TUGAS LATIHAN —
**1)** Dalam kalimat yang diawali "Pekan lalu" pada artikel tentang mural, sebutkan semua nama tempat yang disebut sebagai lokasi tembok.
**2)** Lanjutkan artikel tentang mural itu mulai setelah kalimat terakhirnya.

KUTIPAN DOKUMEN —
■ ■ ■ ■ ■
Suara-suara dari Tembok

Jika kami adalah bunga

engkau adalah tembok itu

tapi di tubuh tembok itu

telah kami sebar biji-biji

suatu saat kami akan tumbuh bersama

dengan keyakinan engkau harus hancur!

 

Itu adalah penggalan sajak berjudul ”Bunga dan Tembok” bikinan Wiji Tukul. Wiji, yang entah di mana rimbanya kini, membuat sajak itu pada tahun 1983-1984 ketika pemerintah begitu bebal, susah diajak bicara layaknya tembok. Kini, melalui tembok yang menjadi simbol kebebalan, masyarakat bersuara.

Pekan lalu, komunitas Trotoart bersama Riyan Riyadi alias The Popo menggambar di tembok putih di jalan inspeksi di pinggir Kali Opak, Kelurahan Penjaringan, Jakarta Utara. Mereka mengecat tembok itu dengan warna dasar merah menyala, lantas menerakan kalimat ”Jakarta Kelebihan Beban” dengan ukuran besar.

Panjang mural itu sekitar 150 meter. Selain kalimat, ada beberapa gambar karakter The Popo, si gundul bermata belok, dalam aneka rupa. The Popo mewujud dalam bentuk murid sekolah yang yakin memiliki pengetahuan, sementara bidak catur di depannya punya kekuasaan. Ia juga menjadi petugas pamong praja yang hendak membersihkan mural itu.

Kompas/Herlambang Jaluardi
Kompas/Herlambang Jaluardi

Tembok yang digambari dan diimbuhi kalimat itu adalah pembatas antara jalan inspeksi dan halaman parkir peti kemas. Di lokasi sekitar itu memang banyak gudang. Truk besar pengangkut peti kemas berseliweran. Suasana itu sedikit banyak menjabarkan kalimat ”Jakarta Kelebihan Beban”.

”Wah, bener banget tuh, Bang. Jakarta emang kelebihan beban,” ujar salah seorang warga yang mendatangi Riyan dan anggota komunitas Trotoart saat rehat ketika hujan turun. Saat mengerjakan itu, hanya hujan yang bisa menghentikan mereka. Tak ada gangguan dari aparat pemerintah ataupun preman walau mereka mengerjakannya ketika hari sedang terang.

Sisi itu adalah tahap awal pengerjaan mural itu. Riyan dan komunitas Trotoart bersiap mengisi tembok lain di sisi seberang kali keruh kehitaman itu. Menurut rencana, tulisan di sisi lain itu adalah ”Jakarta Beton Belantara” dengan gambar sepanjang 100 meter.
■ ■ ■ ■ ■
DATA YANG DITAMPILKAN —
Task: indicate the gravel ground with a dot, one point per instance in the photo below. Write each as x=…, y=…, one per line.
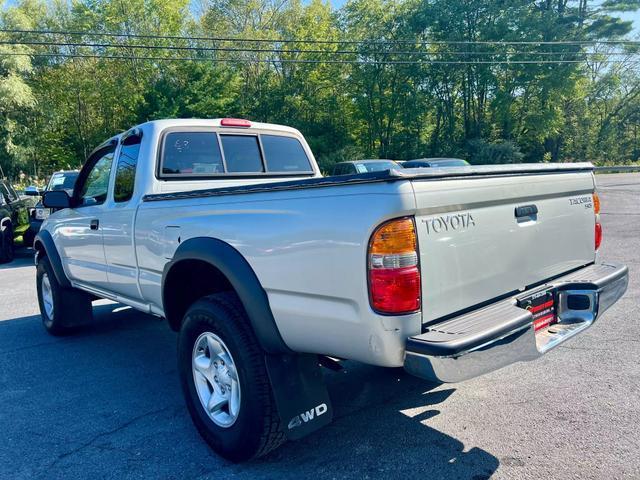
x=106, y=403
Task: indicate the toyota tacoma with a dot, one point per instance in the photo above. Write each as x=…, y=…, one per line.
x=268, y=270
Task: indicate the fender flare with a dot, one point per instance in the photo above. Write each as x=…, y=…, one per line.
x=242, y=278
x=46, y=240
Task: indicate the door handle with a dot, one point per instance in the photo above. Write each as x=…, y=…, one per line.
x=526, y=211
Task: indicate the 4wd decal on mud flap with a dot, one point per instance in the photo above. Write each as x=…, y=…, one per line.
x=307, y=416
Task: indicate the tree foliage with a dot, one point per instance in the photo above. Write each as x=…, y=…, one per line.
x=456, y=97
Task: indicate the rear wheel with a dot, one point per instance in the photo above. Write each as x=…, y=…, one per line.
x=224, y=380
x=6, y=243
x=61, y=309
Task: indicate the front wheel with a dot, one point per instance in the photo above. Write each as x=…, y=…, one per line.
x=7, y=247
x=224, y=380
x=61, y=309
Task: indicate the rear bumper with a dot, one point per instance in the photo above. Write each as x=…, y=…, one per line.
x=500, y=334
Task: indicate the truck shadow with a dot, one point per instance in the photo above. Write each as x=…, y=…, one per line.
x=114, y=407
x=23, y=258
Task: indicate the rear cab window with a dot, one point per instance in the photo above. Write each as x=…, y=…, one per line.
x=211, y=153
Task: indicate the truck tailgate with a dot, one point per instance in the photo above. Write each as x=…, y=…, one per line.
x=486, y=236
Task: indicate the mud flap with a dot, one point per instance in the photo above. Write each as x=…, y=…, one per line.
x=300, y=393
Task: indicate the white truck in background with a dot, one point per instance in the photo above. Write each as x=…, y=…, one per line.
x=227, y=229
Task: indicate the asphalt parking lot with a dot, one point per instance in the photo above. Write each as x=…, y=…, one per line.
x=106, y=402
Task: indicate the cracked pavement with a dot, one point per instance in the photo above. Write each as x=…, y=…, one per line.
x=106, y=402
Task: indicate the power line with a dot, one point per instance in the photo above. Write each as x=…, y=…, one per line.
x=312, y=61
x=330, y=42
x=298, y=51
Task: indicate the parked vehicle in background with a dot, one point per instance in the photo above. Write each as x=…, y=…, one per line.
x=13, y=214
x=61, y=180
x=228, y=230
x=435, y=162
x=363, y=166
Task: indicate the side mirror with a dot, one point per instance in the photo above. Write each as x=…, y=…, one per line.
x=131, y=137
x=56, y=199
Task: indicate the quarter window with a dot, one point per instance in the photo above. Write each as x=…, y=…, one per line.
x=94, y=190
x=242, y=153
x=192, y=153
x=284, y=154
x=126, y=170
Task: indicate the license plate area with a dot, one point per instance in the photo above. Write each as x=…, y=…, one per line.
x=542, y=306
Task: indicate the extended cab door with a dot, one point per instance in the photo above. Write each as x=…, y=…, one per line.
x=77, y=230
x=117, y=221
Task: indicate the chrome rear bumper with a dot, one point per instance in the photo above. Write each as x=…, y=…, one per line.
x=500, y=334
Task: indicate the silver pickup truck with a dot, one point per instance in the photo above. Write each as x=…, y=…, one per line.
x=268, y=270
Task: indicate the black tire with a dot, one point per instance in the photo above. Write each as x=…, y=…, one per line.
x=71, y=307
x=28, y=238
x=257, y=429
x=7, y=247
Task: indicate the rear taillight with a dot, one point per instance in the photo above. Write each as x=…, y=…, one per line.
x=596, y=211
x=598, y=235
x=394, y=276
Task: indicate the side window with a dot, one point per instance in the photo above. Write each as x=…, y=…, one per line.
x=94, y=190
x=191, y=153
x=13, y=196
x=242, y=153
x=4, y=194
x=126, y=170
x=284, y=154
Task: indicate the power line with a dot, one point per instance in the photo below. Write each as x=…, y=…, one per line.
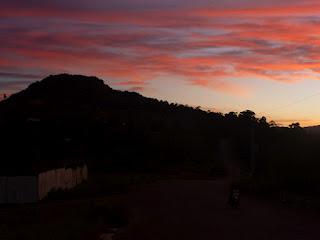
x=296, y=102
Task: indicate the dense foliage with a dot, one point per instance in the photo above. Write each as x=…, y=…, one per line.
x=66, y=118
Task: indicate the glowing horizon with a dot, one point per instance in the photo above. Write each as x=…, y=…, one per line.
x=223, y=55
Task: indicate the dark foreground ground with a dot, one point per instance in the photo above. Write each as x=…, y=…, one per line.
x=196, y=209
x=155, y=208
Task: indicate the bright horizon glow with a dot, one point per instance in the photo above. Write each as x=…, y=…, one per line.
x=226, y=55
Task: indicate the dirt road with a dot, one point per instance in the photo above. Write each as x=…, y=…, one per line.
x=196, y=209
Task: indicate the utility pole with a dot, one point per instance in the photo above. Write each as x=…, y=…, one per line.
x=253, y=151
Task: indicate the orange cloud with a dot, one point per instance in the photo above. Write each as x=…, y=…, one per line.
x=132, y=48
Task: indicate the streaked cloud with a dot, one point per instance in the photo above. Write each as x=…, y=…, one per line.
x=132, y=43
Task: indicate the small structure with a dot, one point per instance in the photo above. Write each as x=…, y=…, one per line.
x=33, y=187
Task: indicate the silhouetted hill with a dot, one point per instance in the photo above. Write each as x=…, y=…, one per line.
x=73, y=116
x=67, y=119
x=313, y=129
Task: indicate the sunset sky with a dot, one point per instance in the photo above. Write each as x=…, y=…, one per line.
x=223, y=55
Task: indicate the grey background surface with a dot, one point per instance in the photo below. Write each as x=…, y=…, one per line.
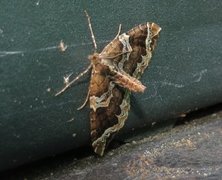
x=185, y=73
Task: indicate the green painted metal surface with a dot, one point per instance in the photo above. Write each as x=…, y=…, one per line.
x=185, y=73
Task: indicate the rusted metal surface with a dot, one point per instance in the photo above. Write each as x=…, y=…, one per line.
x=191, y=150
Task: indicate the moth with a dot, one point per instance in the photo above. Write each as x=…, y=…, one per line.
x=114, y=75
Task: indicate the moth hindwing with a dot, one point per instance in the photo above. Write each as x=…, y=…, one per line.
x=114, y=75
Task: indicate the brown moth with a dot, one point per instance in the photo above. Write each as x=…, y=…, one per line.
x=115, y=73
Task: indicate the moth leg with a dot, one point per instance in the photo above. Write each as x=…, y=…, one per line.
x=120, y=27
x=68, y=84
x=86, y=100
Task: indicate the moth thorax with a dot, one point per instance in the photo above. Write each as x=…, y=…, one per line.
x=94, y=58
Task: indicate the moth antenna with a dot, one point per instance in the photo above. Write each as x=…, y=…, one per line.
x=120, y=27
x=67, y=85
x=91, y=30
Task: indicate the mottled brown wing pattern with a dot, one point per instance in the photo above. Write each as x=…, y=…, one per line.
x=114, y=76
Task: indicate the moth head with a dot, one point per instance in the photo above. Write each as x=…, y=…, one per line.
x=94, y=58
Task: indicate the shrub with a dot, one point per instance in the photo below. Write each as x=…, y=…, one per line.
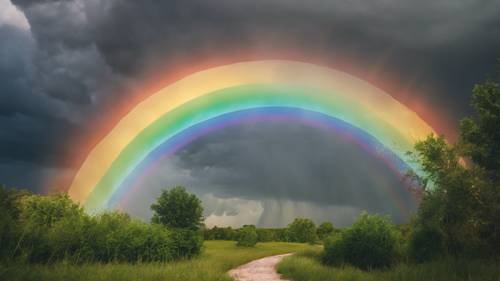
x=247, y=236
x=333, y=253
x=187, y=243
x=324, y=230
x=369, y=243
x=45, y=229
x=176, y=208
x=425, y=244
x=302, y=230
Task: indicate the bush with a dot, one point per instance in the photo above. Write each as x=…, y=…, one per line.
x=369, y=243
x=187, y=243
x=324, y=230
x=333, y=253
x=425, y=244
x=247, y=236
x=46, y=229
x=176, y=208
x=302, y=230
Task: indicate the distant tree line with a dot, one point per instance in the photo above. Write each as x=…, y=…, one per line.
x=45, y=229
x=301, y=230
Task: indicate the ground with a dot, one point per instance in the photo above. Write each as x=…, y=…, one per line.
x=216, y=260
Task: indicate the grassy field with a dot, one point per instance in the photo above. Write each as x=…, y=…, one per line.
x=217, y=258
x=306, y=266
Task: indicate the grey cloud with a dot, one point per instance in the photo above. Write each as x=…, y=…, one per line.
x=80, y=57
x=290, y=169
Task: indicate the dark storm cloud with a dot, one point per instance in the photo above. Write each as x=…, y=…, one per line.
x=67, y=69
x=277, y=164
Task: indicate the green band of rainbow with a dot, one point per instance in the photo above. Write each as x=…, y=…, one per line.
x=263, y=84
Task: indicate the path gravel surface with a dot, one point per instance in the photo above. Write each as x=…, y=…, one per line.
x=263, y=269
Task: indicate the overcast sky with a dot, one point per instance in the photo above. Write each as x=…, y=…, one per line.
x=64, y=64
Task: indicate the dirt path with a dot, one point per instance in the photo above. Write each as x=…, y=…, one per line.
x=258, y=270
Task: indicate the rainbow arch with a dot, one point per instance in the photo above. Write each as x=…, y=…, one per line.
x=291, y=87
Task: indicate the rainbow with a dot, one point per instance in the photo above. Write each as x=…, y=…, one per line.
x=213, y=98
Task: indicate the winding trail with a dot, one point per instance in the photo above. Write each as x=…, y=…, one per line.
x=263, y=269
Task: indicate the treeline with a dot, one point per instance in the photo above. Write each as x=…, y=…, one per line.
x=45, y=229
x=459, y=214
x=301, y=230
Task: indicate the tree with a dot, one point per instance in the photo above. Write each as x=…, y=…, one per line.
x=247, y=236
x=302, y=230
x=175, y=208
x=325, y=229
x=369, y=243
x=463, y=201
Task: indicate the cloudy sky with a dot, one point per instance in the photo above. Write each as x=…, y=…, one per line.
x=64, y=64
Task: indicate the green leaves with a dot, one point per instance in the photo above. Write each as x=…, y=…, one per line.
x=175, y=208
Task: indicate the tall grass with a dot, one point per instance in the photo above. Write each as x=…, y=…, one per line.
x=217, y=258
x=306, y=266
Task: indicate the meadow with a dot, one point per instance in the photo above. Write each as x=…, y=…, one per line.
x=216, y=259
x=307, y=266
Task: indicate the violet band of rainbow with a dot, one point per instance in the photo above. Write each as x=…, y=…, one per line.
x=135, y=180
x=236, y=87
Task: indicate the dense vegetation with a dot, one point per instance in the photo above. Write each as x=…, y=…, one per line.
x=370, y=242
x=46, y=229
x=308, y=266
x=212, y=265
x=455, y=234
x=247, y=236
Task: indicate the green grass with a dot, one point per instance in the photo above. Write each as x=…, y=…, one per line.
x=217, y=258
x=306, y=266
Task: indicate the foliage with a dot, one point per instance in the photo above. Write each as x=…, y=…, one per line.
x=306, y=265
x=175, y=208
x=219, y=233
x=425, y=244
x=369, y=243
x=247, y=236
x=302, y=230
x=324, y=230
x=46, y=229
x=212, y=265
x=187, y=243
x=463, y=199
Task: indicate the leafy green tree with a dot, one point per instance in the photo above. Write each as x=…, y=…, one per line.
x=176, y=208
x=302, y=230
x=325, y=229
x=463, y=199
x=369, y=243
x=247, y=236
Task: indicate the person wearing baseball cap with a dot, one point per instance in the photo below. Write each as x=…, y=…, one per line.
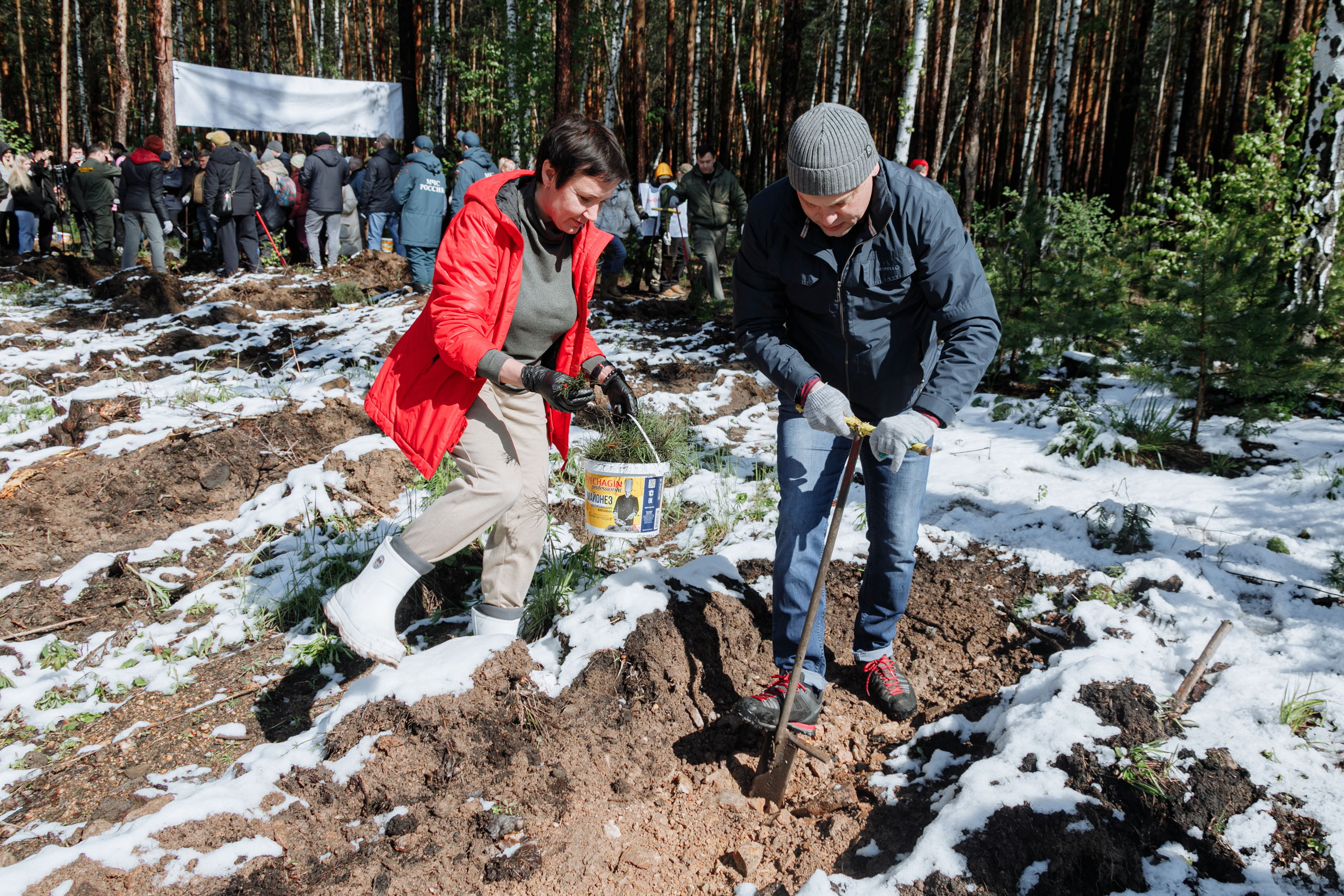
x=476, y=164
x=859, y=293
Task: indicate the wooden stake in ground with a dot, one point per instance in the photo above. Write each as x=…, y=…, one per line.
x=1198, y=669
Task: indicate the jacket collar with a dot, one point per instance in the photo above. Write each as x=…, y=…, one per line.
x=486, y=193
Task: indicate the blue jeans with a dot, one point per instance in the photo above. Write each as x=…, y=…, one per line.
x=615, y=257
x=393, y=220
x=27, y=230
x=423, y=262
x=207, y=229
x=811, y=465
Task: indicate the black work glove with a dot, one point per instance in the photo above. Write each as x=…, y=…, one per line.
x=620, y=394
x=566, y=394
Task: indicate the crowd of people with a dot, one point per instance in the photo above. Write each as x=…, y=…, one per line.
x=239, y=205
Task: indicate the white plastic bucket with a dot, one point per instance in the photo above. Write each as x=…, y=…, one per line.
x=624, y=500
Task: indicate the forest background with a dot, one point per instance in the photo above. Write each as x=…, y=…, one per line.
x=1151, y=182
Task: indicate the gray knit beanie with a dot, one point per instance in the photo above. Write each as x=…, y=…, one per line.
x=831, y=151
■ ■ ■ ■ ■
JAWABAN YANG DIHARAPKAN —
**1)** Kali Opak, Kelurahan Penjaringan, Jakarta Utara

**2)**
Riyan mendapat kalimat itu dari pengikutnya di media sosial. Ia melontarkan sayembara itu sekitar seminggu sebelum mulai membuat mural. Pemilik akun bernama Bayu Triyanto menyumbang kalimat ”Jakarta Kelebihan Beban”, sementara Irvanhasanta mengusulkan ”Jakarta Beton Belantara”. Atas kalimat itu, keduanya mendapat uang jajan.

Riyan adalah pembuat mural yang juga aktif di media sosial. Lewat akun Instagram dengan sekitar 65.000 pengikut, Riyan sering memajang karyanya. Selain tembok, ia juga menjadikan internet sebagai galeri karyanya.

 

Timpa Sendiri

Jhons Patriatik Karlah, penggawa Trotoart, adalah orang yang mengusulkan menggambar tempat itu. Sehari-hari, Bang Joni, nama panggilannya, tinggal tak jauh dari lokasi mural itu. Ia memastikan mural bakal aman dari vandalisme timpaan.

Sebenarnya timpa-menimpa gambar di tembok adalah hal yang wajar. Riyan bahkan ”menghapus” sebagian abjad ”N”, seolah-olah dihapus oleh aparat. Di banyak tembok di sekitar Jakarta memang sering terlihat guratan cat hitam menutupi karya mural atau grafiti. Bisa jadi tujuannya agar terlihat rapi. Tapi, dengan menimpanya dengan cat warna lain, kesan yang timbul malah kotor.

Di daerah Lenteng Agung, Jakarta Selatan, Riyan pernah menemui pemandangan seperti itu. Di atas timpaan cat berwarna putih itu, Riyan malah menggambar karakter The Popo dengan kalimat ”Udah saya hapus tuh pak coretan di sebelah saya”.

Sineas Anggun Priambodo pernah membuat karya tentang timpa-menimpa lukisan jalanan ini. Ia menggambari tembok dengan karakter imajinasinya, lalu menutupnya sendiri ala penertiban oleh aparat. Di atas timpaannya, Anggun membiarkan orang lain menggambarinya lagi.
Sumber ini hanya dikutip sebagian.